== Passage provided ==
--

TELEVISION AND 'THE IDEOLOGY OF MASS CULTURE'

In the early 1980s, the Dutch cultural critic Ien Ang placed the following advertisement in Viva, a Dutch women's magazine: 'I like watching the TV serial Dallas, but often get odd reactions to it. Would anyone like to write and tell me why you like watching it too, or dislike it? I should like to assimilate these reactions in my university thesis. Please write to ... (1985: 10).

The context for Ang's research was the emergence of the American 'prime-time soap' Dallas as an international success (watched in over ninety countries) in the early 1980s. In the Netherlands, Dallas was regularly watched by 52 per cent of the population.

Following the advertisement, Ang received forty-two letters (thirty-nine from women or girls) from both lovers and haters of Dallas. These form the empirical basis of her study of the pleasure(s) of watching Dallas for its predominantly female audience. She is not concerned with pleasure understood as the satisfaction of an already pre-existent need, but 'the mechanisms by which pleasure is aroused' (9). Instead of the question 'what are the effects of pleasure?' she poses the question 'what is the mechanism of pleasure; how is it produced and how does it work?'

For Ang's letter-writers the pleasure or displeasures of Dallas are inextricably linked with questions of 'realism'. The extent to which a letter-writer finds the programme 'good' or 'bad' is determined by whether they find it 'realistic' (good) or 'unrealistic' (bad). Critical of both 'empiricist realism' (a text is considered realistic to the extent it adequately reflects that which exists outside itself) and 'classic realism' (Colin McCabe's (1974) claim that realism is an illusion created by the extent to which a text can successfully conceal its constructedness), Ang contends that Dallas is best understood as an example of what she calls 'emotional realism'. Accordingly, Dallas can be read on two levels: the level of denotation (the literal content of the programme, general storyline, character interactions, etc.) and the level of connotation (the associations and implications which resonate from the storyline and character interactions, etc.).

--

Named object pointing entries
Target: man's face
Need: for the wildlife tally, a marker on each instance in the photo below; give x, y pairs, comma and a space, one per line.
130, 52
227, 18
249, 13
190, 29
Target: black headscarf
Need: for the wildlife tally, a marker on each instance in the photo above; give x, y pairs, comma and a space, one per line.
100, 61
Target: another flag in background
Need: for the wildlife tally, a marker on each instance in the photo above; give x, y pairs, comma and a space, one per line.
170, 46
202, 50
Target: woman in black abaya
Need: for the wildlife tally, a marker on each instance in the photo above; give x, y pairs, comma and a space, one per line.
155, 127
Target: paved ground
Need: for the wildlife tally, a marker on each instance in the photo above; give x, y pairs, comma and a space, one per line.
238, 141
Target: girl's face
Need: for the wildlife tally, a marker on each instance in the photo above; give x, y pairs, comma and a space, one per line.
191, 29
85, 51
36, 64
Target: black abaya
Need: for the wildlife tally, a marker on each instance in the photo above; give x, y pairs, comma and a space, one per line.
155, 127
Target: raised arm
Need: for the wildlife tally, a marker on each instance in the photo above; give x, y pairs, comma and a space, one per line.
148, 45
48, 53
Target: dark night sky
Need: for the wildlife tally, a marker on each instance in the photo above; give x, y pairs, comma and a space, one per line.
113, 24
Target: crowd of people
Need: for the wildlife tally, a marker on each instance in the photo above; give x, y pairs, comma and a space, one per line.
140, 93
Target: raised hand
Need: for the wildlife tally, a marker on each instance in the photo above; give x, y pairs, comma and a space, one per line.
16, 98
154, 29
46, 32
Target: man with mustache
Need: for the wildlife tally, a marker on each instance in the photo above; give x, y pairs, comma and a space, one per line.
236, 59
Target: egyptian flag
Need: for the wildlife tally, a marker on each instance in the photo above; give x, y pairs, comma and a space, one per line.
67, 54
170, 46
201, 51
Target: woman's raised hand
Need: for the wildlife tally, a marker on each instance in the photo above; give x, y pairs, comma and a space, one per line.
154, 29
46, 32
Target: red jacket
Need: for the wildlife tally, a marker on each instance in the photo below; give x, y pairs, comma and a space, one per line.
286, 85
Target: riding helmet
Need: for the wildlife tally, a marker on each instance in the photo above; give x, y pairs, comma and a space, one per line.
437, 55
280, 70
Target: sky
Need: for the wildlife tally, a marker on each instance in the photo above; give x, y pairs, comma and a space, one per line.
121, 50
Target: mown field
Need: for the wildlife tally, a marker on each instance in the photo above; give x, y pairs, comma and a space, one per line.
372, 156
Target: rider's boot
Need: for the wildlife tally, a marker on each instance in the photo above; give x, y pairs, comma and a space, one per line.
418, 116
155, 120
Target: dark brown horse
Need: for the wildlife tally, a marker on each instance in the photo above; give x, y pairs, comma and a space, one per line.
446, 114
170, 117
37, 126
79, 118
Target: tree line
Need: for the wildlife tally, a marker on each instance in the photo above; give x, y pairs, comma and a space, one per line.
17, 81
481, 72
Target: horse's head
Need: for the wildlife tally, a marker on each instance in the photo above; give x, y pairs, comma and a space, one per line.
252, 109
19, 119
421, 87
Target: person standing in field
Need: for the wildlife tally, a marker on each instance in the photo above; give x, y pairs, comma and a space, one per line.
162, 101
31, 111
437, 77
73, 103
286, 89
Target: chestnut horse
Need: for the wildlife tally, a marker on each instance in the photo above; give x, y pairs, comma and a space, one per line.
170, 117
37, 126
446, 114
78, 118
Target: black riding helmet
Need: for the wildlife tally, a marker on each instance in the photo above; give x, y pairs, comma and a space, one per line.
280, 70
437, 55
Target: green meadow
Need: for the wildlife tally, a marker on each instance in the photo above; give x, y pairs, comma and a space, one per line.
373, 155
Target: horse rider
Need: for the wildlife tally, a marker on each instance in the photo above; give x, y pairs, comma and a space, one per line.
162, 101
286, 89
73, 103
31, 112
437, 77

--

== Written problem ==
Please quote, word for word, the part of the passage about Dallas that opens with the words containing "In the early 1980s, the" and closes with "to ... (1985: 10).". Rely only on the passage about Dallas, not on the rows.

== Written response ==
In the early 1980s, the Dutch cultural critic Ien Ang placed the following advertisement in Viva, a Dutch women's magazine: 'I like watching the TV serial Dallas, but often get odd reactions to it. Would anyone like to write and tell me why you like watching it too, or dislike it? I should like to assimilate these reactions in my university thesis. Please write to ... (1985: 10).